Given task: Update the lines of the listing starting with the line with "Target: illuminated storefront sign" and going on through the line with "[[[378,73],[398,0],[356,0],[358,150],[377,150]]]" by changing "storefront" to "shop". Give back only those lines, with everything else left as it is.

Excerpts from segmentation records
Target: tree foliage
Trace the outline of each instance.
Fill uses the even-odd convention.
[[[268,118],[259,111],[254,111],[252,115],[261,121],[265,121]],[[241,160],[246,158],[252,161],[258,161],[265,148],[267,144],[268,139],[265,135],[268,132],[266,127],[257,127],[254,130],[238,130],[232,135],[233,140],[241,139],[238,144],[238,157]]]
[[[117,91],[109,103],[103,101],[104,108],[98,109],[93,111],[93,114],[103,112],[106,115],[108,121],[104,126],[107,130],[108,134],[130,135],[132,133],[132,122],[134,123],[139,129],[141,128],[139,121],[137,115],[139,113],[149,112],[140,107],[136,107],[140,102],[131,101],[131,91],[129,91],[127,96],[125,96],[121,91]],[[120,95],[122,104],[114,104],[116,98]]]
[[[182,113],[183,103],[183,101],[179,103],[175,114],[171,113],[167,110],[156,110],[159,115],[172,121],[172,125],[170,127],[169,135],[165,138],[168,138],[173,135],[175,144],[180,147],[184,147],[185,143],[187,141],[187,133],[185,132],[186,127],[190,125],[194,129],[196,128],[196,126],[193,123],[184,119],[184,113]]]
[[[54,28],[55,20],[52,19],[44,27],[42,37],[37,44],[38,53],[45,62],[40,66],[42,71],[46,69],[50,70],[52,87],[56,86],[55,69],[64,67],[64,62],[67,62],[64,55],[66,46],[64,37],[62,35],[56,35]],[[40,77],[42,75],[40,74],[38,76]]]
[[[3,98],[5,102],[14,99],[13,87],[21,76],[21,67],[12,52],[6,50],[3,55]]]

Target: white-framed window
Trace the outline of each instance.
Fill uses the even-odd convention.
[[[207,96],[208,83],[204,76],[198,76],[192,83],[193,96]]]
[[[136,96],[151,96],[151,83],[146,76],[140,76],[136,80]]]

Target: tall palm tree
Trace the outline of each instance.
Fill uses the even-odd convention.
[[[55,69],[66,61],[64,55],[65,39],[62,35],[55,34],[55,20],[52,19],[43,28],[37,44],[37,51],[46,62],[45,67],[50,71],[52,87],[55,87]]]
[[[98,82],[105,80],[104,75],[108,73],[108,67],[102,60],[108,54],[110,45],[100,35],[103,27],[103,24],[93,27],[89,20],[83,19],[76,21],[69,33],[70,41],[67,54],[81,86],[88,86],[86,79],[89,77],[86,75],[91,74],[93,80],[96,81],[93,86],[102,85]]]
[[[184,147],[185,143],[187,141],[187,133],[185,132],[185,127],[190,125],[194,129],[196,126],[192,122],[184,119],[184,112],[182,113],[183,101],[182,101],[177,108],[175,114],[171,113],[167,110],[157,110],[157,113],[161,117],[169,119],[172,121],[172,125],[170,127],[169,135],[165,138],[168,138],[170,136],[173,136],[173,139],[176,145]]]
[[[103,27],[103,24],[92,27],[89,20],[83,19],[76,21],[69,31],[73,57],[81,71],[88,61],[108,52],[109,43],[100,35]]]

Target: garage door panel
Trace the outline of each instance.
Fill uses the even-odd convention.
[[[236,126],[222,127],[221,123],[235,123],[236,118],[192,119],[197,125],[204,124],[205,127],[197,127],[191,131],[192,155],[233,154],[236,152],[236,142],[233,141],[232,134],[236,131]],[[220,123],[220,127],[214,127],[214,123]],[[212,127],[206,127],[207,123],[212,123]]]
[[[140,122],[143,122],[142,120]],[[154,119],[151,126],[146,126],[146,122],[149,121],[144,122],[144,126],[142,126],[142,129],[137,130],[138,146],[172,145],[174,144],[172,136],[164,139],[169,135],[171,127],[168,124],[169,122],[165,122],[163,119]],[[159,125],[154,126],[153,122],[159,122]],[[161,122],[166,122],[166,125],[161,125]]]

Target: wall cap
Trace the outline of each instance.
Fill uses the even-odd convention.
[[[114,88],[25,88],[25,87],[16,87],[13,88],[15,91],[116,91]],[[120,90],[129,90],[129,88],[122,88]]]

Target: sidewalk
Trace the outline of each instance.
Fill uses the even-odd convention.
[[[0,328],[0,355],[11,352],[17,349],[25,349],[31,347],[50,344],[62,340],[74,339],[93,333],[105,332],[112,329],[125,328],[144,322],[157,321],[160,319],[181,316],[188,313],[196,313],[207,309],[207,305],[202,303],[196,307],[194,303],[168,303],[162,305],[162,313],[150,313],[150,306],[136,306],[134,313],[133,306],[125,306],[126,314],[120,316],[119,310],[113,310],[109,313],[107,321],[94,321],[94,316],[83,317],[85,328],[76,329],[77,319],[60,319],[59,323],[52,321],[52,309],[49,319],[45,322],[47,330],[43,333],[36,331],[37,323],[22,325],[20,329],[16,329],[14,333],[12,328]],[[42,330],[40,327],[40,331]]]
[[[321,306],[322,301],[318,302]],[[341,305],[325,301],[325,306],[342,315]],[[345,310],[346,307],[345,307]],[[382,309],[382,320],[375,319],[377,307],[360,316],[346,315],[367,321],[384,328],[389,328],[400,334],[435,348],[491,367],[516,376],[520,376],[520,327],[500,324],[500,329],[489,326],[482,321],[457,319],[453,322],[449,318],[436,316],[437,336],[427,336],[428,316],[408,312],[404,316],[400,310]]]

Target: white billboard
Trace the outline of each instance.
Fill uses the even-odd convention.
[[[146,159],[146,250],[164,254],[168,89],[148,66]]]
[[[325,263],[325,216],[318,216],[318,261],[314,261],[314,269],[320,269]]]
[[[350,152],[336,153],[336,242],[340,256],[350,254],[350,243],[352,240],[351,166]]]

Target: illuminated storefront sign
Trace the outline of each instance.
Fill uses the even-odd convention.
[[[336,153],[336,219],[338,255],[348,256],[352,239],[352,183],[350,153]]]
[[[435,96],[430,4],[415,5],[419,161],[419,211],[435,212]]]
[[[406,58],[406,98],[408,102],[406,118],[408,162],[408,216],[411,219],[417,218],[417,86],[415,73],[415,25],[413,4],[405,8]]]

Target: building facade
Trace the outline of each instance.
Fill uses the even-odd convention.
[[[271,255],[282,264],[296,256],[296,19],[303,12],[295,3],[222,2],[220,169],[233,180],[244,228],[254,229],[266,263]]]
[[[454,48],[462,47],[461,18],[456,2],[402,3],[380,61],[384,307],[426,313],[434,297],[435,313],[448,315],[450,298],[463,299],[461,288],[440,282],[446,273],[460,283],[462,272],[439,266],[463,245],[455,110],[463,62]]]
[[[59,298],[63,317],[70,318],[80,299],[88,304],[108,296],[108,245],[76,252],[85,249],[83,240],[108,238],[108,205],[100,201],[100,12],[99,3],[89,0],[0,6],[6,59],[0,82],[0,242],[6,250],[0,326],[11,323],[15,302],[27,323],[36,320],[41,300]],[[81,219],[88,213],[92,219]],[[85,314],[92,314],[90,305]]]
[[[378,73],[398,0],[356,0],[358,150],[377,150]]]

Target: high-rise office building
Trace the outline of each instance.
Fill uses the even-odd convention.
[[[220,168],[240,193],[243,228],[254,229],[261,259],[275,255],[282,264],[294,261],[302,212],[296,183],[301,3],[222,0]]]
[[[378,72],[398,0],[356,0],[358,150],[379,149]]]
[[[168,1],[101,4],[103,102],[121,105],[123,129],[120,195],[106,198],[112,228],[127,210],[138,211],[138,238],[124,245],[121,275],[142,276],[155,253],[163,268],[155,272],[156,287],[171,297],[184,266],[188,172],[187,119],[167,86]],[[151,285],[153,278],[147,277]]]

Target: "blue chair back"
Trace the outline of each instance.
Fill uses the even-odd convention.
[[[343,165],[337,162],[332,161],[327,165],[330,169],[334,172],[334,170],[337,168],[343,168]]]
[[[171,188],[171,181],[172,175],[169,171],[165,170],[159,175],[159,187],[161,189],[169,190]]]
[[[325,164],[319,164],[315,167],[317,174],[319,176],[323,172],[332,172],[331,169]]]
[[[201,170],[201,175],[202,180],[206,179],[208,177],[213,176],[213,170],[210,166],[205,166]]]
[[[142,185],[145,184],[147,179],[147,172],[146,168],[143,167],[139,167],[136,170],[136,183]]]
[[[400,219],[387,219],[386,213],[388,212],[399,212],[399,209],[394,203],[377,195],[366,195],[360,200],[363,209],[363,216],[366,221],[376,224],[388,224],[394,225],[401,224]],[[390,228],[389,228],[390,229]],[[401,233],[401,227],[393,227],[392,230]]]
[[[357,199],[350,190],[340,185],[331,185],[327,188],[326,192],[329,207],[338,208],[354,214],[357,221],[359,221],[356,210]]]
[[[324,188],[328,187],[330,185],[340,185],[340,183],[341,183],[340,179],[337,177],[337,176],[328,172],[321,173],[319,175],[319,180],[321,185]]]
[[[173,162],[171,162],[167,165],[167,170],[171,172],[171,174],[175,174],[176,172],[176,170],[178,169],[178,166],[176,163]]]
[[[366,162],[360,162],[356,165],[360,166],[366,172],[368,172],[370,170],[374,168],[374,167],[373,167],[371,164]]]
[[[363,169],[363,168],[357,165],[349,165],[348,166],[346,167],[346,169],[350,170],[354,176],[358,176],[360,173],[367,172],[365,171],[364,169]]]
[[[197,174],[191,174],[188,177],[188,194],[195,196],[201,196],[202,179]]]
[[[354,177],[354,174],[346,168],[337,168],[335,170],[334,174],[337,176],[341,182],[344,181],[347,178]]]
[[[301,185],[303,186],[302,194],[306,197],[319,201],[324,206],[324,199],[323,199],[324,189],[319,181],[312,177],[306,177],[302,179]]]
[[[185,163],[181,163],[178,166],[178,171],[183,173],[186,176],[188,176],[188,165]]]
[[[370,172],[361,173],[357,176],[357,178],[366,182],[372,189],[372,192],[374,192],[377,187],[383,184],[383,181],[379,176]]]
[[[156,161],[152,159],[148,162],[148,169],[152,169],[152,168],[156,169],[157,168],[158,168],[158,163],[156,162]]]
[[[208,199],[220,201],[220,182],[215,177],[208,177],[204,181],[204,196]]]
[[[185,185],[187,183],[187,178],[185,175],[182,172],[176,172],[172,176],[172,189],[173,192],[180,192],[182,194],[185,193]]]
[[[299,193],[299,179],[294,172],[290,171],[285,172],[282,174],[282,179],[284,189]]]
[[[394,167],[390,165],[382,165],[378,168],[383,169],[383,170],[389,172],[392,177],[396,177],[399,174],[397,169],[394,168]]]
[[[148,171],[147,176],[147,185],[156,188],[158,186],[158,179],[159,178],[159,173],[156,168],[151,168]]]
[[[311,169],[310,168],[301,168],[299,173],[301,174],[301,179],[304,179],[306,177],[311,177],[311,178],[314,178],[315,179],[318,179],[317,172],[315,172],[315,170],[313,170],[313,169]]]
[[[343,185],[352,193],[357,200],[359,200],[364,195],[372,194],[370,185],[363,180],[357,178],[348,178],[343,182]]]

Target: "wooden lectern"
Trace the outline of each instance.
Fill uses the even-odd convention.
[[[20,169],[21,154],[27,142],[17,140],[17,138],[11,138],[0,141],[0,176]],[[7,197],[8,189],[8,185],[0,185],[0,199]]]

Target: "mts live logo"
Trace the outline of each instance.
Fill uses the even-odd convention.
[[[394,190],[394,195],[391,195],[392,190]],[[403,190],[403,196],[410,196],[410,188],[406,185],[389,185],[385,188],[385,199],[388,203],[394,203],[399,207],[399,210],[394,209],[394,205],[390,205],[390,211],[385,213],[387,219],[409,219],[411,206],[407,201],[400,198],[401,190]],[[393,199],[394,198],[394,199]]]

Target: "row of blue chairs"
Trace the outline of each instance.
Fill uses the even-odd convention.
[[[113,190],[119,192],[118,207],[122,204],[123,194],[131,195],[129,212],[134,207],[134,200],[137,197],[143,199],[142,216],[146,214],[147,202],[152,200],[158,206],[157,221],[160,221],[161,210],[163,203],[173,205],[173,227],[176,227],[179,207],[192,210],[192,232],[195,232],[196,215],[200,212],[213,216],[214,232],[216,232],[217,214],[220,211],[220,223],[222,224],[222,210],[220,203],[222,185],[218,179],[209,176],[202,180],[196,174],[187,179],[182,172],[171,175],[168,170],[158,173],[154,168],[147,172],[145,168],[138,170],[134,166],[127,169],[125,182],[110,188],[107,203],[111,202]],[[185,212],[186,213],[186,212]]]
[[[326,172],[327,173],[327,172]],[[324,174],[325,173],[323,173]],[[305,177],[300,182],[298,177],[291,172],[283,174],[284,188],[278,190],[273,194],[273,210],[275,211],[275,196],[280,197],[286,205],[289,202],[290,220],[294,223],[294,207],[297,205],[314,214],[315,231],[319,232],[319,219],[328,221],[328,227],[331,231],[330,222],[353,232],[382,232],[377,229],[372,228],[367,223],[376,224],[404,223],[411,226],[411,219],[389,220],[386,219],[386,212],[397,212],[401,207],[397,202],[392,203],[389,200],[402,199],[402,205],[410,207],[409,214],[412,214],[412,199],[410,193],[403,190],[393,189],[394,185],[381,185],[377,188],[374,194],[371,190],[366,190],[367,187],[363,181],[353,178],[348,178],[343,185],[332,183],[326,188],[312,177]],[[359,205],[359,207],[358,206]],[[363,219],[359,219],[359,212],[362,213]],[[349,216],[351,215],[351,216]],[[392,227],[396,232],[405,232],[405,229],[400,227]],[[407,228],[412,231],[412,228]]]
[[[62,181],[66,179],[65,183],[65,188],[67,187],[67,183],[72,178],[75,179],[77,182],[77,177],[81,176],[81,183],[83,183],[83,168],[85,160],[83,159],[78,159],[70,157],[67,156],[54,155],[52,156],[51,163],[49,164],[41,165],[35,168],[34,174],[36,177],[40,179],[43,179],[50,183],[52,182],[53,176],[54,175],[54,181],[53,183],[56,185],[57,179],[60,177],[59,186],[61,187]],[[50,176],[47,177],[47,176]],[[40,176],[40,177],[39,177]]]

Answer to the task:
Target: illuminated shop sign
Trace the outline of each instance.
Fill uses the even-odd convention.
[[[336,153],[336,219],[338,255],[348,256],[352,239],[352,183],[350,153]]]
[[[435,96],[430,4],[415,5],[419,161],[419,211],[435,212]]]
[[[406,58],[406,98],[408,102],[406,118],[408,162],[408,216],[411,219],[417,218],[417,86],[415,73],[415,25],[413,4],[405,8]]]

Target: building facade
Trace the outline of each instance.
Fill uses the even-odd convention.
[[[271,255],[282,264],[296,256],[296,19],[303,12],[295,3],[222,2],[220,169],[233,180],[244,228],[254,229],[266,263]]]
[[[454,48],[462,47],[461,18],[456,2],[402,3],[380,61],[384,307],[426,313],[434,297],[435,313],[448,315],[450,298],[463,299],[461,288],[440,282],[446,273],[460,283],[462,272],[439,266],[463,245],[455,110],[463,62]]]
[[[59,298],[63,317],[70,318],[80,299],[88,304],[108,296],[108,245],[76,252],[85,249],[83,240],[108,238],[108,205],[100,201],[100,12],[99,3],[89,0],[0,6],[6,59],[0,82],[0,242],[6,250],[0,326],[11,323],[15,302],[27,323],[36,320],[41,300]],[[81,219],[88,213],[92,219]],[[85,314],[92,314],[90,305]]]
[[[378,73],[398,0],[356,0],[358,150],[377,150]]]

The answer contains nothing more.